== To be done ==
Please give all of the data below as a two-column CSV headed input and output, with one row for each input and its answer. Quote every field, turn line breaks into spaces, and leave the pictures out.

== Excerpts of location labeling data ==
— Begin —

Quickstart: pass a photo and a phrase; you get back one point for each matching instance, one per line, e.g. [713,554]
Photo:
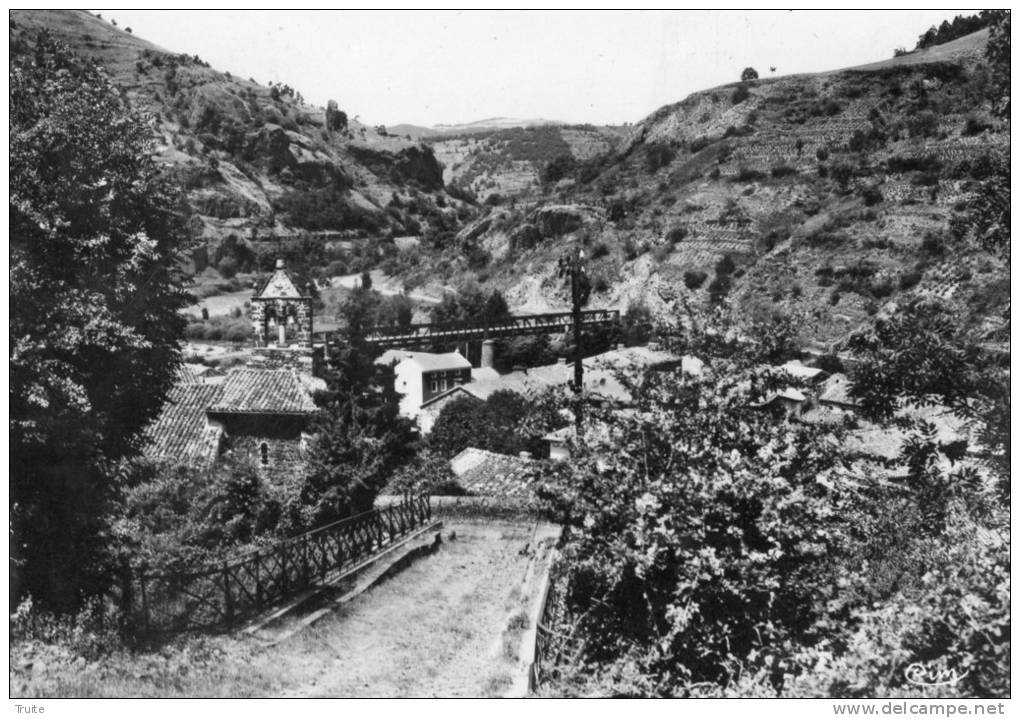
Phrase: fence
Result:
[220,596]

— End —

== Worked solution ==
input,output
"Quickstart: pass a photo and a phrase; you get back one point for each matching instance, one per line, e.g. [713,554] Photo: Phrase: fence Result:","[220,596]"